____ TEKS SUMBER

Demikian pula Zuhair bin Muhammad pernah ditanya tentang makna “Laa hawla walaa quwwata illaa billaah”, lalu beliau menjawab:
لاَ تَأْخُذُ مَا تُحِبُّ إِلاِّ بِاللهِ، وَلاَ تَمْتَنِعُ مِمَّا تَكْرَهُ إِلاَّ بِعَوْنِ اللهِ
“Engkau tidak akan mampu meraih apa-apa yang engkau sukai kecuali
dengan pertolongan Allah, dan engkau tidak akan mampu menghindar dari
apa-apa yang engkau benci kecuali dengan pertolongan Allah pula.”
Kedua tafsiran tersebut diriwayatkan oleh as-Suyuthi dalam ad-Durul Mantsuur: 5/393-394
[dinukil dari Fiqhul Ad’iyah wal Adzkaar: 1/282]
Oleh sebab itu, Imam Ibnu Qayyim al-Jauziyah rahimahullaah mengatakan dalam kitabnya Madaarijus Saalikiin (1/78) :
“Tidak diragukan lagi bahwasanya do’a yang paling bermanfaat dan
paling utama bagi hamba adalah do’a agar ia mendapatkan pertolongan dari
Allah demi meraih keridhaan-Nya dan taufik dalam mentaati-Nya. Inilah
yang diajarkan oleh Nabi Shalallahu ‘alaihi wassalam kepada Mu’adz bin
Jabal karena kecintaannya kepada Mu’adz :
يَا مُعَاذُ، وَاللهِ إِنِي لأُحِبُّكَ، فَلاَ تَنْسَ أَنْ
تَقُـوْلَ دُبُرَ كُلِّ صَـلاَةٍ: اللَّهُمَّ أَعِنِّيْ عَلَى ذِكْرِكَ
وَشُكْرِكَ وَحُسْنِ عِبَادَتِكَ
“Wahai Mu’adz, Demi Allah aku mencintaimu, maka dari itu jangan
engkau lupa untuk membaca dipenghujung sholat (setelah tahiyyat, sebelum
salam -red) do’a (yang artinya): ‘Ya Allah, tolonglah aku dalam
berdzikir kepada-Mu, dalam mensyukuri-Mu, dan dalam memperbaiki ibadahku
kepada-Mu.”
[Hadits Shahih, lihat pula Shahiih Targhiib wat Tarhiib no. 1596, asy-Syaamilah -red]
Antara al-hawqalah dan al-fatihah
Para ulama mengatakan: Sebagaimana kalimat Tauhid “Laa ilaaha
illallaah” tidak akan ada
faidahnya kecuali dengan mengikhlaskan segenap
ibadah hanya bagi Allah semata, maka demikian pula kalimat al-Hawqolah
“Laa hawla walaa quwwata illaa billaah” tidak akan berarti apa-apa
kecuali dengan mengikhlaskan isti’anah (permohonan pertolongan) hanya
kepada Allah semata. Sungguh Allah telah menghimpun “rahasia” kedua
makna tersebut pada satu ayat dalam Surat al-Qur-aan yang paling agung,
al-Fatihah :
إِيَّاكَ نَعْبُدُ وَإِيَّاكَ نَسْتَعِينُ
“Hanya kepada-Mu kami beribadah, dan hanya kepada-Mu kami memohon pertolongan.”

________
____ DATA YANG DIBERIKAN

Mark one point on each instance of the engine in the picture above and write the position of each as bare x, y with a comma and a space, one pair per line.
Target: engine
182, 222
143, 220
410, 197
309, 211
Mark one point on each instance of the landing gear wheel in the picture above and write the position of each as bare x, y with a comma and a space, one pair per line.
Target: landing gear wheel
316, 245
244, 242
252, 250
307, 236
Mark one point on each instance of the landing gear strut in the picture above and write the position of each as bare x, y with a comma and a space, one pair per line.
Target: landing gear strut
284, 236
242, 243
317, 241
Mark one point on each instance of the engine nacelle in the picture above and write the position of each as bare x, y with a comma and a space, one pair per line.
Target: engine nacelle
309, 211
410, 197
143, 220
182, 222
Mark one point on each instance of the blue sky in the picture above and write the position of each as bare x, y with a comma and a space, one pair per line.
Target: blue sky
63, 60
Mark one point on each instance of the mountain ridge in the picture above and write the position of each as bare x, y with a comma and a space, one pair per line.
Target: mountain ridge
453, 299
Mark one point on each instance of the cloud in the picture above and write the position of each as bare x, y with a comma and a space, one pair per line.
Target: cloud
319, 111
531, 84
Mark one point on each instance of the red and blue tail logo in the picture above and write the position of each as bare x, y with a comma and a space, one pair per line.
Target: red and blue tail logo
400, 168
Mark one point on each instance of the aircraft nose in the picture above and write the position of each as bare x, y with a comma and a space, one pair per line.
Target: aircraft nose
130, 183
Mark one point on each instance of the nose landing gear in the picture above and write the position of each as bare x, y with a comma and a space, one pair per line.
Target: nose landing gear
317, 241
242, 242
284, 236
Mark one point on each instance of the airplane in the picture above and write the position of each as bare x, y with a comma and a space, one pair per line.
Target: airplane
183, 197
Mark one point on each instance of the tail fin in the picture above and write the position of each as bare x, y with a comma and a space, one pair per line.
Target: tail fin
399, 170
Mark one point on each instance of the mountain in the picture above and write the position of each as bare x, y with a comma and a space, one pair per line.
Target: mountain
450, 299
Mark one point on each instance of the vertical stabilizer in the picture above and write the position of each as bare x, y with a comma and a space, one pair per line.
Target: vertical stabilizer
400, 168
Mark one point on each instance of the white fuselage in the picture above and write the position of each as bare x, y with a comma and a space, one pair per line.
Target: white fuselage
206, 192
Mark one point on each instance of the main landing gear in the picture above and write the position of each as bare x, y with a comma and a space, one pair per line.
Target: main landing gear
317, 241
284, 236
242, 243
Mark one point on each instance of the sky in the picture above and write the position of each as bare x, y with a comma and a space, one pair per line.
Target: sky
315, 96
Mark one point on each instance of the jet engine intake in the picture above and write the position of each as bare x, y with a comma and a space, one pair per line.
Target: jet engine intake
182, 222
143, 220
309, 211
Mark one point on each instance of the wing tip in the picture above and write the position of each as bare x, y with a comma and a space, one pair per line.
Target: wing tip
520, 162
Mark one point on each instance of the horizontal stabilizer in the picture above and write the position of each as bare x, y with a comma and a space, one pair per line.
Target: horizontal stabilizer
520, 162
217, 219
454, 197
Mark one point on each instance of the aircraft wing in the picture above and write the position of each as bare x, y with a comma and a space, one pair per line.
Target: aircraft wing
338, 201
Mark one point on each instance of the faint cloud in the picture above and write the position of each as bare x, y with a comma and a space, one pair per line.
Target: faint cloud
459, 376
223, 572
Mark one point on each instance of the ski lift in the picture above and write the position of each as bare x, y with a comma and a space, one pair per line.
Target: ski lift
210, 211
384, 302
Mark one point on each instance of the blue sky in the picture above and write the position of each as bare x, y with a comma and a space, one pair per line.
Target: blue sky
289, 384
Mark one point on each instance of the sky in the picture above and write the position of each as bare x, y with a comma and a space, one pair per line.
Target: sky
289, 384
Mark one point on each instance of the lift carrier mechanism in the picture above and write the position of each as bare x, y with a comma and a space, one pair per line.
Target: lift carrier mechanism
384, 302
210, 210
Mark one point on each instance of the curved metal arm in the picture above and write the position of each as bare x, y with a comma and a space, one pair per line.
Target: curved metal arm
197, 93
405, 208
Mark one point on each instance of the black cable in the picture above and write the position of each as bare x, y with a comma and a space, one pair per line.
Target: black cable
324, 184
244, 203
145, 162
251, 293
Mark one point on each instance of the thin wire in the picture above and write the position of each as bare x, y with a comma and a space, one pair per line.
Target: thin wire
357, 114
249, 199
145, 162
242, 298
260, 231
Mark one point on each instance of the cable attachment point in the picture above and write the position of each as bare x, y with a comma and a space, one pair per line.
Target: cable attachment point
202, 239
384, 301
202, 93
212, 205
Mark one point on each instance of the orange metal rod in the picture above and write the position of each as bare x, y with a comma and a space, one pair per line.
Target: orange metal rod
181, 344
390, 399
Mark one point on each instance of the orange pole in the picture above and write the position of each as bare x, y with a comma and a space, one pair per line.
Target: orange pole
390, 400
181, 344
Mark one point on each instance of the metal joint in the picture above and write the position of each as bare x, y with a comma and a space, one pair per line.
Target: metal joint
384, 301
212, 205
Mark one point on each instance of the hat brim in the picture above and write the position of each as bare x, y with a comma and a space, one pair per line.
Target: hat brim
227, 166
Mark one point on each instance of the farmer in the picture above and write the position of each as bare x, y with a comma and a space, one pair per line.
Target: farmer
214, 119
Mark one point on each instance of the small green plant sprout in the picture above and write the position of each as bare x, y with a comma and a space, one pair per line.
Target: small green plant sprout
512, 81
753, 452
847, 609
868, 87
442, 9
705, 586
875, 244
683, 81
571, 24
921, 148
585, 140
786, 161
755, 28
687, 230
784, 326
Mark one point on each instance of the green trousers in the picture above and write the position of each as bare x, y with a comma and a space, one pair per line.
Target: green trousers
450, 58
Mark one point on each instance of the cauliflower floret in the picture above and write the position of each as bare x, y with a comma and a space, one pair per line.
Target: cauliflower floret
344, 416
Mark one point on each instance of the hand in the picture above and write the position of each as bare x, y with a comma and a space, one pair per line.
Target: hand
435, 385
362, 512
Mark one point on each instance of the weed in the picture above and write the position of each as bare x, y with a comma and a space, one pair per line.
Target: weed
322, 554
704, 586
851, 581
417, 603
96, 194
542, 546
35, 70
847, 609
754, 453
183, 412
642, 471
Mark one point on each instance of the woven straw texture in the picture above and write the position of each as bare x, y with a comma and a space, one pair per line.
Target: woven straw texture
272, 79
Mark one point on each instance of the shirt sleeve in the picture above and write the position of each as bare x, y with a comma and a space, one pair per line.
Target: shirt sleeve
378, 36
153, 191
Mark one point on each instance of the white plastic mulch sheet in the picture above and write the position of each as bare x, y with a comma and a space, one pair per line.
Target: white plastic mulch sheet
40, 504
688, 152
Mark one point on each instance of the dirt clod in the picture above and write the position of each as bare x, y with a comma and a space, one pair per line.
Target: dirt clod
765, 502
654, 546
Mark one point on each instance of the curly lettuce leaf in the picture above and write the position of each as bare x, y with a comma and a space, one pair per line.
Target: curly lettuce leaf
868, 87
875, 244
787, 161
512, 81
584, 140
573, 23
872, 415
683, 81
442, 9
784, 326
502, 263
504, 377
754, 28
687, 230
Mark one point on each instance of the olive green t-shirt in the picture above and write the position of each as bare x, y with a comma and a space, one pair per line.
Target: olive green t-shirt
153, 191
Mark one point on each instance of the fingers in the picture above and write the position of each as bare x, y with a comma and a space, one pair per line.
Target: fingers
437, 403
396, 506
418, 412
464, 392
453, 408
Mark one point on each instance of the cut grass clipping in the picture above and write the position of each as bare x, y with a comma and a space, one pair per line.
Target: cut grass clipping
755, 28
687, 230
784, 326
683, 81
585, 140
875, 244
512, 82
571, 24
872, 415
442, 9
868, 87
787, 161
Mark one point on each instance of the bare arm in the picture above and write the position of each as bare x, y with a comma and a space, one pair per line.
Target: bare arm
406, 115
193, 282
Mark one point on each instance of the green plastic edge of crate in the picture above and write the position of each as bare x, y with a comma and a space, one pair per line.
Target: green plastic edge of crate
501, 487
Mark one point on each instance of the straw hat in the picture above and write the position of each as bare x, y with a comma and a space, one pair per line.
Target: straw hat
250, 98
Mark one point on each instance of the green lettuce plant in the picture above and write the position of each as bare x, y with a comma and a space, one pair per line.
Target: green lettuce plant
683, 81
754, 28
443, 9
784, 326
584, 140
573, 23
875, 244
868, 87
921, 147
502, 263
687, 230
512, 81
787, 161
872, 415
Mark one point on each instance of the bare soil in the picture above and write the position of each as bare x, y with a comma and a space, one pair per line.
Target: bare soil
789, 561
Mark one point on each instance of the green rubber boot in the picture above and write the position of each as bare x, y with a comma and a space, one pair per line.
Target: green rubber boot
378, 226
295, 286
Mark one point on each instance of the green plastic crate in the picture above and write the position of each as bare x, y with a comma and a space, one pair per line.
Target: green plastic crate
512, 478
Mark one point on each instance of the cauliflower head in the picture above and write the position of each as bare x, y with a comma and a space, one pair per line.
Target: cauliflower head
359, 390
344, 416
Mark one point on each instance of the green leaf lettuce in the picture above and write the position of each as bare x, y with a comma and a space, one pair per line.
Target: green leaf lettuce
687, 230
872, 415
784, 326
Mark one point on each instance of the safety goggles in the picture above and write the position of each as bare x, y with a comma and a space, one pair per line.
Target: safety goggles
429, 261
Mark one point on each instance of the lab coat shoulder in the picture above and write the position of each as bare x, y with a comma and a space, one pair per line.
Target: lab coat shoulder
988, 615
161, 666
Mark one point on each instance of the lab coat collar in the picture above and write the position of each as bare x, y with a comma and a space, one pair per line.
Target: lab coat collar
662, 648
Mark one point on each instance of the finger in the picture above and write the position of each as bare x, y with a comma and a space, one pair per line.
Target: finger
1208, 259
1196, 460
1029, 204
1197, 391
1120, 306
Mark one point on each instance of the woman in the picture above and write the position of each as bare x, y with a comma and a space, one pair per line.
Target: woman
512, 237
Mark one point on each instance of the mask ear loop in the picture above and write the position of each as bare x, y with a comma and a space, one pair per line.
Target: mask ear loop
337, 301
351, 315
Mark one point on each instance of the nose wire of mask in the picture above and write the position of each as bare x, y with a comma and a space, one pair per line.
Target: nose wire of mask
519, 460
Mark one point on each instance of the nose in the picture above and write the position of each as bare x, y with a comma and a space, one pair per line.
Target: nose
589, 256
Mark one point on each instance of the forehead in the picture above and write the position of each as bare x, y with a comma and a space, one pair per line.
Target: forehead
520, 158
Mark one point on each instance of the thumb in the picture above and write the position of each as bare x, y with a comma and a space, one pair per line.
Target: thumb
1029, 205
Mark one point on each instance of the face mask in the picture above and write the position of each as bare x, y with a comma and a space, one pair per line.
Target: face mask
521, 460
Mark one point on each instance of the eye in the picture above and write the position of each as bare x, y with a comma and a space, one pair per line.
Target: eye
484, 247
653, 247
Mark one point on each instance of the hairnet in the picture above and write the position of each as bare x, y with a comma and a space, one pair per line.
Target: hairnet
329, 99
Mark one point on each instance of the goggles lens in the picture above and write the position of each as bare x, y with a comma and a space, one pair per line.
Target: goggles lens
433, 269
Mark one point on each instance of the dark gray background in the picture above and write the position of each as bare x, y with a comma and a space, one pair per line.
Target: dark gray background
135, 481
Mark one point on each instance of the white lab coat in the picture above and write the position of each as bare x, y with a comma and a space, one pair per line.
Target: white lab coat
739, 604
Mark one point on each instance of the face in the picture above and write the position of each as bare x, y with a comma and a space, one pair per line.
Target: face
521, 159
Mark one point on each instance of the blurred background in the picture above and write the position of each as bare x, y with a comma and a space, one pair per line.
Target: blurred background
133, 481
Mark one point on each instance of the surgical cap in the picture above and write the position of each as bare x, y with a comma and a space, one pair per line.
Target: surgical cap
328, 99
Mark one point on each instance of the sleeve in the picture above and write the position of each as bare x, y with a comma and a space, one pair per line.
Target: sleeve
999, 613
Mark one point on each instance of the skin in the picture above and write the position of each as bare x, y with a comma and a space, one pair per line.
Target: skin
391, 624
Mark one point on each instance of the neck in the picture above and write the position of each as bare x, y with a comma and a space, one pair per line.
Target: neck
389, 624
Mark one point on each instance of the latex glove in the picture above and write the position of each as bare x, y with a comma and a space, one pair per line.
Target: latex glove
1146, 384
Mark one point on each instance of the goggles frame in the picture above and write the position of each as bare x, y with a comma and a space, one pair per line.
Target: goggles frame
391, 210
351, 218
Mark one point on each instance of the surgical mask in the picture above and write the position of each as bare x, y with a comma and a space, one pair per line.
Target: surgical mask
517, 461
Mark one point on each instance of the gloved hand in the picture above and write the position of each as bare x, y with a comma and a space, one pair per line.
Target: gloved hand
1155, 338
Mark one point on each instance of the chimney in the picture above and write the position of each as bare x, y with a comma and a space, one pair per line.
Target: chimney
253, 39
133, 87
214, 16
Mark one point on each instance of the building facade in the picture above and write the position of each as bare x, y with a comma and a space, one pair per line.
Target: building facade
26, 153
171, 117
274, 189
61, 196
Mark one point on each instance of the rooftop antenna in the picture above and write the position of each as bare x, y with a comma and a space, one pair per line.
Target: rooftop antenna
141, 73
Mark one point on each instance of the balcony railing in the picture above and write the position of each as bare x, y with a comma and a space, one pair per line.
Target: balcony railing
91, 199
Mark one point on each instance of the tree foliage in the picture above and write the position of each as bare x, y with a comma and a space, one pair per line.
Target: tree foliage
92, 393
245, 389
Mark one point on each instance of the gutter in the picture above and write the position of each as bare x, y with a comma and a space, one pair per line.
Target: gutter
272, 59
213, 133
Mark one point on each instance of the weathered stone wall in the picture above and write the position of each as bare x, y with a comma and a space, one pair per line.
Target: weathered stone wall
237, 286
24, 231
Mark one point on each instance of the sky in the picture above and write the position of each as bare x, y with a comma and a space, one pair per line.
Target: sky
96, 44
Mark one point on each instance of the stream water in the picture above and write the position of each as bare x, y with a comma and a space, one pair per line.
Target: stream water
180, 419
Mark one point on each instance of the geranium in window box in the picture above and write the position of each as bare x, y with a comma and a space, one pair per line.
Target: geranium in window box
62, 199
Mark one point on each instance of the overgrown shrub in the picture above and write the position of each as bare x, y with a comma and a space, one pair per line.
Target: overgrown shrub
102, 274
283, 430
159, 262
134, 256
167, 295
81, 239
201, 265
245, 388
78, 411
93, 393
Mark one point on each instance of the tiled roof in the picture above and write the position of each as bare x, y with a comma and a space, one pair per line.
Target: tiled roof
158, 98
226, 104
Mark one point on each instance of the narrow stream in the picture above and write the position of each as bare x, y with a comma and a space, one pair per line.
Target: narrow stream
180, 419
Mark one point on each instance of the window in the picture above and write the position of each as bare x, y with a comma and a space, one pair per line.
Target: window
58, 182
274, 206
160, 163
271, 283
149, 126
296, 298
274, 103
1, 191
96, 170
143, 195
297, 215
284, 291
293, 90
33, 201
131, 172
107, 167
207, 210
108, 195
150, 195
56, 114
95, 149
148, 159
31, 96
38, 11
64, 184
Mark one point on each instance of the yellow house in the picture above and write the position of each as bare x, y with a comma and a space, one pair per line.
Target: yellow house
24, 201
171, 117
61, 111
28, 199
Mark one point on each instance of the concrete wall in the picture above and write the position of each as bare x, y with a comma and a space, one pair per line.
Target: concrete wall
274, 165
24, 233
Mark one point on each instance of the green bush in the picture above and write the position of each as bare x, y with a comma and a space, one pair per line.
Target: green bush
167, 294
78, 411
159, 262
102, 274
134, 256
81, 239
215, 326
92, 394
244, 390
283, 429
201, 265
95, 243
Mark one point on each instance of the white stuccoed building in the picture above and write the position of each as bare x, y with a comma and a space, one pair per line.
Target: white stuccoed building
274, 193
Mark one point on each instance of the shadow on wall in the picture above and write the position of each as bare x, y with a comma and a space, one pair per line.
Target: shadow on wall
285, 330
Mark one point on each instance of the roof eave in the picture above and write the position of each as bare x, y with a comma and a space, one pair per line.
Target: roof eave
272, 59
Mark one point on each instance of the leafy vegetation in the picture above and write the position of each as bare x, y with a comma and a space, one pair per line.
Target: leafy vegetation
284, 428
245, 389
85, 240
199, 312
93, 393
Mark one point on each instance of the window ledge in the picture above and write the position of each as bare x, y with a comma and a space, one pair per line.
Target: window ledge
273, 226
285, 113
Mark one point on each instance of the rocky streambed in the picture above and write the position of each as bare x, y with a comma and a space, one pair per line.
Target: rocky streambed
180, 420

________

*PERMINTAAN TERTULIS 1:* Ubah kalimat "Hanya kepada-Mu kami beribadah, dan hanya kepada-Mu kami memohon pertolongan." dari teks sumber ke dalam bahasa Inggris.
*PERMINTAAN TERTULIS 2:* Menurut teks sumber, mengapa Nabi mengajarkan doa memohon pertolongan Allah dalam berdzikir, bersyukur, dan beribadah kepada Mu'adz bin Jabal? Jawab dalam satu sampai tiga kalimat.
Entri-entri ini berasal dari sumber lain.

*JAWABAN TERTULIS 1:* Only You do we worship, and only You do we ask for help.

*JAWABAN TERTULIS 2:* Nabi Shalallahu ‘alaihi wassalam mengajarkan doa itu kepada Mu’adz bin Jabal karena kecintaannya kepada Mu’adz. Beliau menyatakannya langsung dengan berkata, "Demi Allah aku mencintaimu," lalu berpesan agar Mu’adz tidak lupa membacanya di penghujung sholat.